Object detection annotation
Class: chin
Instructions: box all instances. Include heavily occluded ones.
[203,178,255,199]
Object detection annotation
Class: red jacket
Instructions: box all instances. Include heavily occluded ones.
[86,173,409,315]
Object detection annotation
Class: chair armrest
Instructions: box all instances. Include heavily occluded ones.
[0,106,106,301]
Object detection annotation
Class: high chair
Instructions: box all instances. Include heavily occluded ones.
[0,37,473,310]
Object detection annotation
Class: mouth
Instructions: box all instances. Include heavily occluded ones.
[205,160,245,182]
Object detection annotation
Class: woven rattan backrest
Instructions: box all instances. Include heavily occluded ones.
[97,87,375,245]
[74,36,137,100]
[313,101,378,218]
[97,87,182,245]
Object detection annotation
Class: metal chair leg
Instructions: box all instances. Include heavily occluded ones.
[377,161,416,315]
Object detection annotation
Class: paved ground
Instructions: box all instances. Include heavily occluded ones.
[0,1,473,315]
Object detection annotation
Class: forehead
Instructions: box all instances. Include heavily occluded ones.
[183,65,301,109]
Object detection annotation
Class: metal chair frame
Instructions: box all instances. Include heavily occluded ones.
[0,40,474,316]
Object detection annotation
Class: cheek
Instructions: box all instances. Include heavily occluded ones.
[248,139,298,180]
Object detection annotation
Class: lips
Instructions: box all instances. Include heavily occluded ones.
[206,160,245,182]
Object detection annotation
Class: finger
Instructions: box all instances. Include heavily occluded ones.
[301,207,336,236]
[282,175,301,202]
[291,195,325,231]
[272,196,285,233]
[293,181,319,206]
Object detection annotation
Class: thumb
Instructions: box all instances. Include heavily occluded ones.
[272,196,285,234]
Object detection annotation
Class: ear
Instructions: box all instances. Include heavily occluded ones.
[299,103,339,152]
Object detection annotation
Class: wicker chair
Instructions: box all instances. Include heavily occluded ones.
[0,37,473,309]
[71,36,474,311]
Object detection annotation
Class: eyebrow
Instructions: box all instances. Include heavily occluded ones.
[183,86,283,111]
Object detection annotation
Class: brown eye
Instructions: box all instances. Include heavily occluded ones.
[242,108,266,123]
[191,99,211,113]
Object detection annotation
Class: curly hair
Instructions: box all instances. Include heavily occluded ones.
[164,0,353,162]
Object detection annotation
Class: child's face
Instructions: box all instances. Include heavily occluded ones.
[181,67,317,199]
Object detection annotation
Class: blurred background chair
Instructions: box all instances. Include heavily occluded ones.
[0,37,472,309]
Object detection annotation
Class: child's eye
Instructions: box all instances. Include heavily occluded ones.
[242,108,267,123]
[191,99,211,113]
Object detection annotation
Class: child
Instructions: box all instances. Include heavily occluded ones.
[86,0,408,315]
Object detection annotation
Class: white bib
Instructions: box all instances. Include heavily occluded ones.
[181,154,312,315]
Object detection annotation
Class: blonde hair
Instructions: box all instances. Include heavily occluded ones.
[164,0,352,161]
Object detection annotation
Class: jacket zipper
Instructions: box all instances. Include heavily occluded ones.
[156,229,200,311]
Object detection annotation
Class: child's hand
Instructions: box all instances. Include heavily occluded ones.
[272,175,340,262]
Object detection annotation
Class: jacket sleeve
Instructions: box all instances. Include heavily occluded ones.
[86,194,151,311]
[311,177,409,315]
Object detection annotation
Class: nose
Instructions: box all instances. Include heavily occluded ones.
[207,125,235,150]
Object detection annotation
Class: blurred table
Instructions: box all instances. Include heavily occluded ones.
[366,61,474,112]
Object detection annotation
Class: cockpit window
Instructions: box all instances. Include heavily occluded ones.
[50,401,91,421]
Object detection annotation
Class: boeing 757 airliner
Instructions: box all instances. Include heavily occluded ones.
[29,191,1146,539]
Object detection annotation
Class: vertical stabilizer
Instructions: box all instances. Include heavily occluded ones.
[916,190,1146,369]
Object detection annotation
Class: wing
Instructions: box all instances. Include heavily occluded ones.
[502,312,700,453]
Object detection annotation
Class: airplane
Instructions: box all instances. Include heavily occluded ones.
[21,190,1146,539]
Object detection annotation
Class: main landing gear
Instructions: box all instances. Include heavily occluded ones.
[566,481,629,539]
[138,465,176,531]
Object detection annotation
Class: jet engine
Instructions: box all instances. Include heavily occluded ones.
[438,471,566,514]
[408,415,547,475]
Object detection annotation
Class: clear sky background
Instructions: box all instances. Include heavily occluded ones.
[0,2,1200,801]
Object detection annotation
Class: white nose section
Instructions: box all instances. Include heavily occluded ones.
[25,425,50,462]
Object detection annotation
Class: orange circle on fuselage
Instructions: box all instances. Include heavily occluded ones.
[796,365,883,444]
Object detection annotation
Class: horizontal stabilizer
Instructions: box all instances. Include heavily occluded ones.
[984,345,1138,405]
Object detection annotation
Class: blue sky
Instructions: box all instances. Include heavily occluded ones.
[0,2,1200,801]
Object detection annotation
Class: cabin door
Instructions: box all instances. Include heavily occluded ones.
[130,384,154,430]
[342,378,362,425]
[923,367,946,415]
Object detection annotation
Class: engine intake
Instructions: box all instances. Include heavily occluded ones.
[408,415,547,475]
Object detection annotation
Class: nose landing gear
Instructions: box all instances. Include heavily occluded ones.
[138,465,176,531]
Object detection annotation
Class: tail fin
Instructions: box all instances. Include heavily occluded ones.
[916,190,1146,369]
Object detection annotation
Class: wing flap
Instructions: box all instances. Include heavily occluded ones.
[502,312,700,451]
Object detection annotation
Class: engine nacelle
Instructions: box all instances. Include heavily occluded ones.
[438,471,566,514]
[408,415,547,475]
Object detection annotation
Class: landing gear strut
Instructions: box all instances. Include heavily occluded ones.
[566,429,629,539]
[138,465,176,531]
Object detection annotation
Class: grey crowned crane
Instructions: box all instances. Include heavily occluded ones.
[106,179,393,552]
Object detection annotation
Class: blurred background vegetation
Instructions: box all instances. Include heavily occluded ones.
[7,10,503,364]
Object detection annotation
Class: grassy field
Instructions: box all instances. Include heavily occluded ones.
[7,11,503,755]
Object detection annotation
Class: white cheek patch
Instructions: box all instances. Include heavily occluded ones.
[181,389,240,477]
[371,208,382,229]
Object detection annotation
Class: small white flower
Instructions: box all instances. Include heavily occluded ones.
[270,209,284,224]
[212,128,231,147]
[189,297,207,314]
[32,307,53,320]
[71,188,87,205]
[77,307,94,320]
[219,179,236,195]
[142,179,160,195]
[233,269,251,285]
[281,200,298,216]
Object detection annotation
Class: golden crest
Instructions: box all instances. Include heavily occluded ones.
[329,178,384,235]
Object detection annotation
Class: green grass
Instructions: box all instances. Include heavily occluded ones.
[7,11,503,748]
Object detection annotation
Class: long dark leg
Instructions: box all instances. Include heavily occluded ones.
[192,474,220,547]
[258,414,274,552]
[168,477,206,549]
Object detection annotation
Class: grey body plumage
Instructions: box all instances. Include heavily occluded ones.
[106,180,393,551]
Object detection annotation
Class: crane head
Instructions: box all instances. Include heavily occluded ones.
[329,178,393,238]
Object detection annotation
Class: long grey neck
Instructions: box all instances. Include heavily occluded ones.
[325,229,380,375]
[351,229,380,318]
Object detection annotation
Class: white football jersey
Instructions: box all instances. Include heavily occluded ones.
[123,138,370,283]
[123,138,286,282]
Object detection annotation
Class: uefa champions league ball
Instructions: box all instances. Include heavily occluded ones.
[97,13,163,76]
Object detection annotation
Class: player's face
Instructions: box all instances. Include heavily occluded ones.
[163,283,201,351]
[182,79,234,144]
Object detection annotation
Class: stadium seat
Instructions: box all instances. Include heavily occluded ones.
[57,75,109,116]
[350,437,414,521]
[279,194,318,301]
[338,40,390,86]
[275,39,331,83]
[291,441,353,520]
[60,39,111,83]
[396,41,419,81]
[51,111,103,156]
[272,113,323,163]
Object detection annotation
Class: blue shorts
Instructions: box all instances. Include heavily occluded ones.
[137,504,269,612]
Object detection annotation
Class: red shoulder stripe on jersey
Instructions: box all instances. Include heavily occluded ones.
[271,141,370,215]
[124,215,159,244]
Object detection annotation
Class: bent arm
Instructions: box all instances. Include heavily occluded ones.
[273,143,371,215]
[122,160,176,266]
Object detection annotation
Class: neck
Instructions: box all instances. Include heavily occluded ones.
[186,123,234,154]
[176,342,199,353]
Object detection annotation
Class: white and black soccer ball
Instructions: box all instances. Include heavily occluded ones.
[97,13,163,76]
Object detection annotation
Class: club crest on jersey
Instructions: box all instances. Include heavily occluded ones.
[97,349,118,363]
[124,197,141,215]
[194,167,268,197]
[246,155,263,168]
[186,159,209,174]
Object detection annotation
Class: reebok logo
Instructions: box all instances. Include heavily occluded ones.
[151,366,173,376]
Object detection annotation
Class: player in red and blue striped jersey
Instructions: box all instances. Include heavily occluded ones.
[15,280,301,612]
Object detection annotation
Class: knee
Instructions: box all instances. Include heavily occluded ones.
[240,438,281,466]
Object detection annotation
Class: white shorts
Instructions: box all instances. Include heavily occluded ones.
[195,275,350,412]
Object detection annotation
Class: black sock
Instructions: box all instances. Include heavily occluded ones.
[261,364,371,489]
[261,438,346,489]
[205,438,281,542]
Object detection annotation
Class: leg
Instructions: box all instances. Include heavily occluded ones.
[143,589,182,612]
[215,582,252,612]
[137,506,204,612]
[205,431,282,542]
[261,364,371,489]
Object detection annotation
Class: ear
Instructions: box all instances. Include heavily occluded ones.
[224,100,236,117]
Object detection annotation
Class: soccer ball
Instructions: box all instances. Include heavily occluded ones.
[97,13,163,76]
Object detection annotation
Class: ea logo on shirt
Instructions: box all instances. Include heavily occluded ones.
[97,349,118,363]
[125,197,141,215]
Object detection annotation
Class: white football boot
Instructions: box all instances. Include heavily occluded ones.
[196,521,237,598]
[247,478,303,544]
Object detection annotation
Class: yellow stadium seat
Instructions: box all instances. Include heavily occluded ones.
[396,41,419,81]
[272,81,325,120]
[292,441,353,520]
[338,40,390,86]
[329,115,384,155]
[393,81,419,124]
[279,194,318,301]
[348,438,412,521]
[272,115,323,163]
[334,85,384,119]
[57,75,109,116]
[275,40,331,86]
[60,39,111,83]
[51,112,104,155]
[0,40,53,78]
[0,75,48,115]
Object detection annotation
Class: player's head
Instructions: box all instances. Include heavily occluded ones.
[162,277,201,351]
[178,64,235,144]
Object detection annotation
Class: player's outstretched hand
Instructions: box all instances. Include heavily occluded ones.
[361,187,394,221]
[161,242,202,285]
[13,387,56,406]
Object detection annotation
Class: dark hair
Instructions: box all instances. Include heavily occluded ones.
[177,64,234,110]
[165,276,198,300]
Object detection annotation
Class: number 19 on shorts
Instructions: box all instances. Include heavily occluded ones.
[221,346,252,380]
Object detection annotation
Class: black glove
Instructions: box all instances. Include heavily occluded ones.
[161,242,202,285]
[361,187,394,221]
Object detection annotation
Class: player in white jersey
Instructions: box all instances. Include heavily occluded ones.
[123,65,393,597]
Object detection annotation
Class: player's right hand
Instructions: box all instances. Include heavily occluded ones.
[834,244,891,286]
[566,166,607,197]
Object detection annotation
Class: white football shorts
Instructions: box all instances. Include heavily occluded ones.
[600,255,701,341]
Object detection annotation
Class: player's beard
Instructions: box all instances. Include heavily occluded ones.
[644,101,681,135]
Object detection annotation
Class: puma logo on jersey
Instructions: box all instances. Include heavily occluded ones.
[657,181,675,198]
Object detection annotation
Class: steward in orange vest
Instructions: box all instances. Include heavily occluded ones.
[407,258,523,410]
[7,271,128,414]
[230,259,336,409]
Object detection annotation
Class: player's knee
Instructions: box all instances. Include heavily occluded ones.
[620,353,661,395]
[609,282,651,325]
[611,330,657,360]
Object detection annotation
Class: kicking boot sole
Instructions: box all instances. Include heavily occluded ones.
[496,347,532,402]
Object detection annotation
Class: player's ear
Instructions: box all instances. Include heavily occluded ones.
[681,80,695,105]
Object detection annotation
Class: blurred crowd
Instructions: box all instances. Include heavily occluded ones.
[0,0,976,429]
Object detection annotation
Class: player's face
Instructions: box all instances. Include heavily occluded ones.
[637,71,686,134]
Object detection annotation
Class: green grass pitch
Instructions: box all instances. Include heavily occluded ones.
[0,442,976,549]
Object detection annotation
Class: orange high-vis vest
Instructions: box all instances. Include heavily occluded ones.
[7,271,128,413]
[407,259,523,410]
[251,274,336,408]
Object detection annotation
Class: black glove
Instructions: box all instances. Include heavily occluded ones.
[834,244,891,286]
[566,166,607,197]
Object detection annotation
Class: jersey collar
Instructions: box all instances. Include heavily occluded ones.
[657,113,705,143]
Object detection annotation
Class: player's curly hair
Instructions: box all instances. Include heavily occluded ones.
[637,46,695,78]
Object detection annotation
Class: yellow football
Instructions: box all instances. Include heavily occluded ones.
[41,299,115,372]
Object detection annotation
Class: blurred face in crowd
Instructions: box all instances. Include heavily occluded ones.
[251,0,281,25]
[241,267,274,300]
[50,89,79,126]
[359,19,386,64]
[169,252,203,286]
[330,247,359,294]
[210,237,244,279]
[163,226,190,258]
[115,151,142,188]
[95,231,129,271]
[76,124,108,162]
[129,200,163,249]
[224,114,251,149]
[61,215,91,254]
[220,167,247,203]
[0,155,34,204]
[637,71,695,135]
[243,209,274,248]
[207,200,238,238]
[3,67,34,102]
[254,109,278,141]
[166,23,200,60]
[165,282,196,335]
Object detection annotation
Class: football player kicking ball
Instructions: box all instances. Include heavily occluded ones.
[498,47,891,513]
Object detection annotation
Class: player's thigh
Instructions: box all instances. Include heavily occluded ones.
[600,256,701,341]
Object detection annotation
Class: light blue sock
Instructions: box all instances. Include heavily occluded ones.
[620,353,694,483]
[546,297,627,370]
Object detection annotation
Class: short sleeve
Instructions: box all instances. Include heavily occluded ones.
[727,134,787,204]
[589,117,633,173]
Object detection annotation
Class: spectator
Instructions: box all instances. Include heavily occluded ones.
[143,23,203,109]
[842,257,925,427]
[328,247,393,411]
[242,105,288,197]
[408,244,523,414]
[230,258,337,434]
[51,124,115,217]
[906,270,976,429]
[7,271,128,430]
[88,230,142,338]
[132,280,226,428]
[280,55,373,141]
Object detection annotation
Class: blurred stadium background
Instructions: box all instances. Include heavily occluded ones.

» WHAT IS ASKED: Copy the records word for word, from the very first line up to and including the line with "[205,160,245,182]".

» SOLUTION FOR THIS TASK:
Object detection annotation
Class: chin
Instructions: box all instances. Include heavily occluded ones.
[203,178,255,199]
Object detection annotation
Class: red jacket
Instructions: box all instances. Include heavily occluded ones.
[86,173,409,315]
Object detection annotation
Class: chair armrest
Instructions: box all instances. Include heavily occluded ones.
[0,106,106,301]
Object detection annotation
Class: high chair
Instructions: box all instances. Include heavily occluded ones.
[0,37,473,310]
Object detection annotation
Class: mouth
Instructions: box all instances. Include heavily occluded ones.
[205,160,245,182]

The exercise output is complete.